-------- TEXT PASSAGE
Minimax Demographic Group Fairness in Federated Learning
Papadaki, Afroditi, Martinez, Natalia, Bertran, Martin, Sapiro, Guillermo, Rodrigues, Miguel
–arXiv.org Artificial Intelligence
Machine learning models are being increasingly adopted to make decisions in a range of domains, such as finance, insurance, medical diagnosis, recruitment, and many more [2]. Therefore, we are often confronted with the need - sometimes imposed by regulatory bodies - to ensure that such machine learning models do not lead to decisions that discriminate individuals from a certain demographic group. The development of machine learning models that are fair across different (demographic) groups has been well studied in traditional learning setups where there is a single entity responsible for learning a model based on a local dataset holding data from individuals of the various groups. However, there are settings where the data representing different demographic groups is spread across multiple entities rather than concentrated on a single entity/server. For example, consider a scenario where various hospitals wish to learn a diagnostic machine learning model that is fair (or performs reasonably well) across different demographic groups but each hospital may only contain training data from certain groups because - in view of its geo-location - it serves predominantly individuals of a given demographic [5]. This new setup along with the conventional centralized one are depicted in Figure 1.
----------------
-------- SOURCE INFORMATION
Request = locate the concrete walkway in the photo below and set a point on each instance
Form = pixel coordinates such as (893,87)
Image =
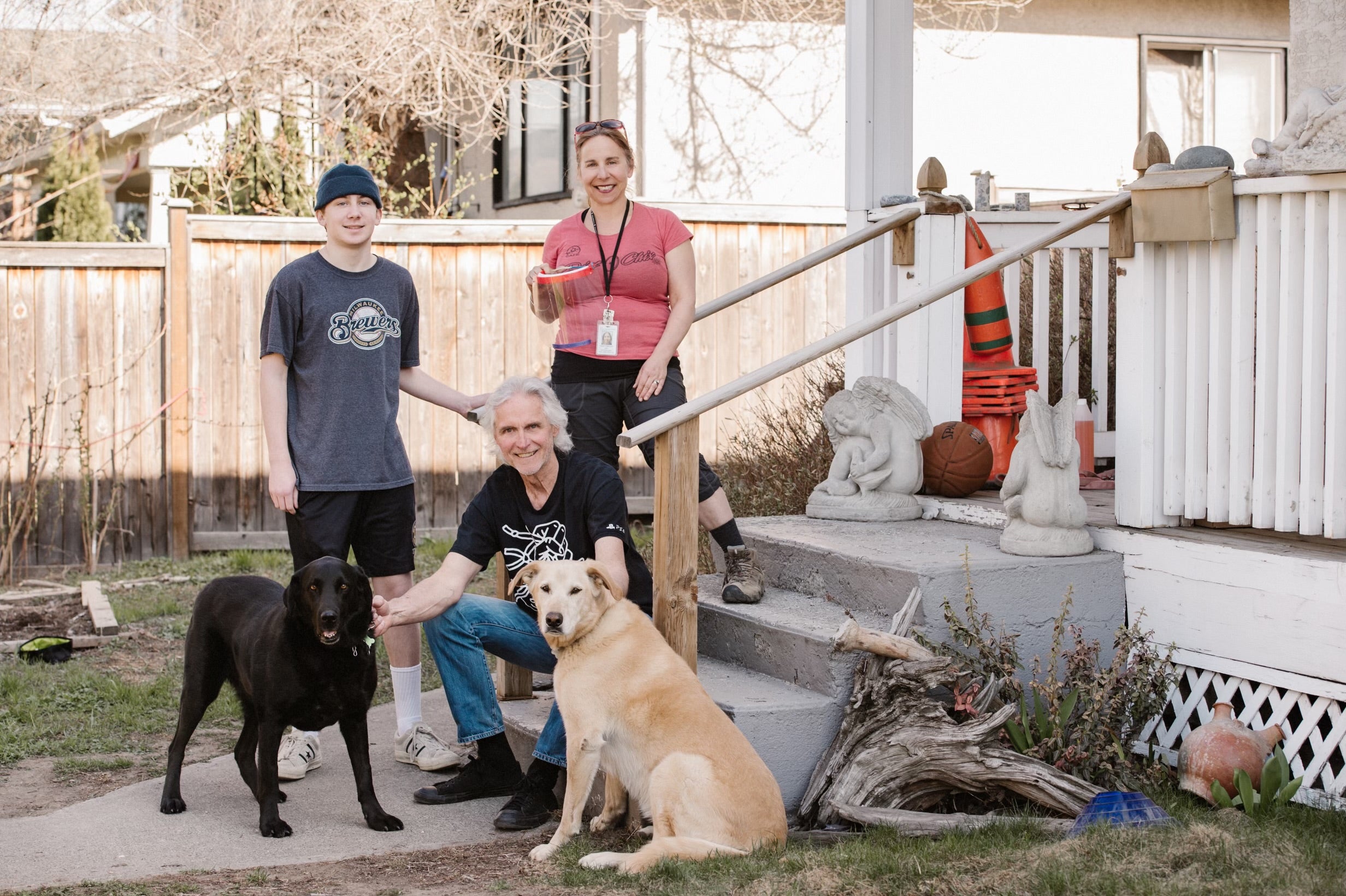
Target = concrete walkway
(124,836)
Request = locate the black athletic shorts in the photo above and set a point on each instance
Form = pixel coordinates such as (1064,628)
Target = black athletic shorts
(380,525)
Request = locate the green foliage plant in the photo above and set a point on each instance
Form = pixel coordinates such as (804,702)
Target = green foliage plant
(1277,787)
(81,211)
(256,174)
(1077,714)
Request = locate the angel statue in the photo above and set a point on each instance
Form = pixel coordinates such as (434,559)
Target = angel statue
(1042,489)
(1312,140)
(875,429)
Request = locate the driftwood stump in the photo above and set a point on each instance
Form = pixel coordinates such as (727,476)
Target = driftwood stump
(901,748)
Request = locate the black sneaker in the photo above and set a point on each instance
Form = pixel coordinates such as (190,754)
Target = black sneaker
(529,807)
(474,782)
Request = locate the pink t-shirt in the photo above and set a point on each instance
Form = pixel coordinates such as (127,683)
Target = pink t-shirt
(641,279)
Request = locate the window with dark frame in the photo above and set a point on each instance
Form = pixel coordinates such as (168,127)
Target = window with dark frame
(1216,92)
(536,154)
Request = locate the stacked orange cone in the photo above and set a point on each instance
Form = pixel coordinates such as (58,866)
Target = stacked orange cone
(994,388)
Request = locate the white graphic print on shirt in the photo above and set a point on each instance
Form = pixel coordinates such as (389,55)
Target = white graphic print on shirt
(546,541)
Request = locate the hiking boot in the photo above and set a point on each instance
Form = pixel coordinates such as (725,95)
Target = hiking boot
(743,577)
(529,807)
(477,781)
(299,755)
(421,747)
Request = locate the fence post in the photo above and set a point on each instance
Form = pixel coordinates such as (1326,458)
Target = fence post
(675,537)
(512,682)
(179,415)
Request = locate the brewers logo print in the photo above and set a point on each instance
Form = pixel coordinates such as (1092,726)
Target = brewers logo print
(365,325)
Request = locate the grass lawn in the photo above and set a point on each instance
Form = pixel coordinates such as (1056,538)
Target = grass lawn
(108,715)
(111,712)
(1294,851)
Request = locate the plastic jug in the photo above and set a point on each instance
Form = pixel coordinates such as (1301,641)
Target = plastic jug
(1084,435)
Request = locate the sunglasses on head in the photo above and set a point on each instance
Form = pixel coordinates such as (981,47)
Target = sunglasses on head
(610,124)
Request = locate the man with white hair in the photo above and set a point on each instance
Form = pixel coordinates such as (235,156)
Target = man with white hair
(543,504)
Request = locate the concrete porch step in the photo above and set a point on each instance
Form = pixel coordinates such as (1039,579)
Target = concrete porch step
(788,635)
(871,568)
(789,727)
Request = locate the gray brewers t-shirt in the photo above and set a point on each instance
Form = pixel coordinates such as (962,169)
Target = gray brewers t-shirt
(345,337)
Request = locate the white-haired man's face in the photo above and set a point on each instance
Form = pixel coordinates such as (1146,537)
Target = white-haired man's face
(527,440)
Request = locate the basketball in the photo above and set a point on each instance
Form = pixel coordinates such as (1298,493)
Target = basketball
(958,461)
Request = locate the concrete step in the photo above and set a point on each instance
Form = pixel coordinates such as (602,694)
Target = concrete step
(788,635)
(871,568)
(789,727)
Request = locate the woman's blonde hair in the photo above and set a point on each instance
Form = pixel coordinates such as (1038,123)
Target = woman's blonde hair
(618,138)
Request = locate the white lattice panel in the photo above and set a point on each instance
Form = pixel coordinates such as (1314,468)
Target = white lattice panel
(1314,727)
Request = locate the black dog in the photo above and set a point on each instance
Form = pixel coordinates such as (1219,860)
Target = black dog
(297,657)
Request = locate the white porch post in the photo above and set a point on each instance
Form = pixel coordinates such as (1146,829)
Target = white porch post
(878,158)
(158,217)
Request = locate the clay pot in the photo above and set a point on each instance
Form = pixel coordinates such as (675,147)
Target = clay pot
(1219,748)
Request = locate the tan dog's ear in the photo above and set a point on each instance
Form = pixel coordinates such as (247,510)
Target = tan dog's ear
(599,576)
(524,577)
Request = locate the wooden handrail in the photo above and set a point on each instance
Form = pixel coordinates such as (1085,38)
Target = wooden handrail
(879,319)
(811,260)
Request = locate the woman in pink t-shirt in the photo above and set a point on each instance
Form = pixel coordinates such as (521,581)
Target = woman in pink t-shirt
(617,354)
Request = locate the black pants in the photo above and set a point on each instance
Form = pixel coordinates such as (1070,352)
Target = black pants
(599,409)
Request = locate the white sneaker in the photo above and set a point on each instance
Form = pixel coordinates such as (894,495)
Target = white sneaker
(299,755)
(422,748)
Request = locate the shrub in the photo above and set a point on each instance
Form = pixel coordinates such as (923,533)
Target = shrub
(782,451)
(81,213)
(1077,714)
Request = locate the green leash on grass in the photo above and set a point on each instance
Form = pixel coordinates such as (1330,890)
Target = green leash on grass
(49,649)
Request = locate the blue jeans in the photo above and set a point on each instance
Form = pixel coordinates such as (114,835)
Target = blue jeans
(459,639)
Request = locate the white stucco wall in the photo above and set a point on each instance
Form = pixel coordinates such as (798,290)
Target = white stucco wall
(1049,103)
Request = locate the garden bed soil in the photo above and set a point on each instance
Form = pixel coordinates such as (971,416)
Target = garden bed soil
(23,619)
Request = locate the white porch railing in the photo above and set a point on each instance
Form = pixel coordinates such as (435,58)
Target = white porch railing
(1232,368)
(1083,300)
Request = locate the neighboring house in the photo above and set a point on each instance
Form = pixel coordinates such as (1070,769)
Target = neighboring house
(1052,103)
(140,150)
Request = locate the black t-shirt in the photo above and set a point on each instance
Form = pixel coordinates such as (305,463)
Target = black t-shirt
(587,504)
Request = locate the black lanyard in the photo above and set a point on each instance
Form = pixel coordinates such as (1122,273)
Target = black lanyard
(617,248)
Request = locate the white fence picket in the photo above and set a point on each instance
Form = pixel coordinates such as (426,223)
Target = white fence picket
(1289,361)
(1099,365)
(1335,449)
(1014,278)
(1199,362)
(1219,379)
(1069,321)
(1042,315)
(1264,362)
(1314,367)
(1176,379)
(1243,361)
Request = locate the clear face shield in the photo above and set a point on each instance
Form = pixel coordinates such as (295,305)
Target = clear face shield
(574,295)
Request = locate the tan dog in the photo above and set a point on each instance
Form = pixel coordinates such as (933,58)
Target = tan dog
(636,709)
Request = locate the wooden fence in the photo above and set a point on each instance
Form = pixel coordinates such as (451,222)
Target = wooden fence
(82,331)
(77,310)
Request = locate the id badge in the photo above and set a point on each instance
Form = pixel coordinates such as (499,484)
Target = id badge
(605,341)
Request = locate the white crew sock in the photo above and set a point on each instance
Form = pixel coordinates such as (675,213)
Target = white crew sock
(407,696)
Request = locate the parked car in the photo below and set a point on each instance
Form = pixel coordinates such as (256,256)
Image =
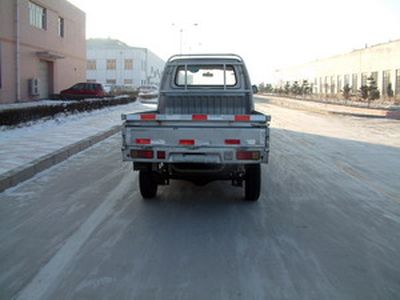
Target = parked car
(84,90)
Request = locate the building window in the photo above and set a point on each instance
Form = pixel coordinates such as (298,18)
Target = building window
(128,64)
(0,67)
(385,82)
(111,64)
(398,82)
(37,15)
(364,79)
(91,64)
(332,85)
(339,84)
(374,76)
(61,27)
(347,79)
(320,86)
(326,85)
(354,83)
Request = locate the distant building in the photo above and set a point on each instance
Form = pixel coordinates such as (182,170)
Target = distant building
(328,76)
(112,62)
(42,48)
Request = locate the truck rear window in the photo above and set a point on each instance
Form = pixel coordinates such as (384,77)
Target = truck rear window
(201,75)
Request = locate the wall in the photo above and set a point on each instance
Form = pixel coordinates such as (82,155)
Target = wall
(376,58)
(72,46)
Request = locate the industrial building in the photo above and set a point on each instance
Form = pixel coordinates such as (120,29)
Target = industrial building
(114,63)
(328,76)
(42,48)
----------------
In the passage on fairness in federated learning, why might each hospital hold training data from only certain groups? Please answer in one sentence.

Because of its geo-location, each hospital serves predominantly individuals of a given demographic.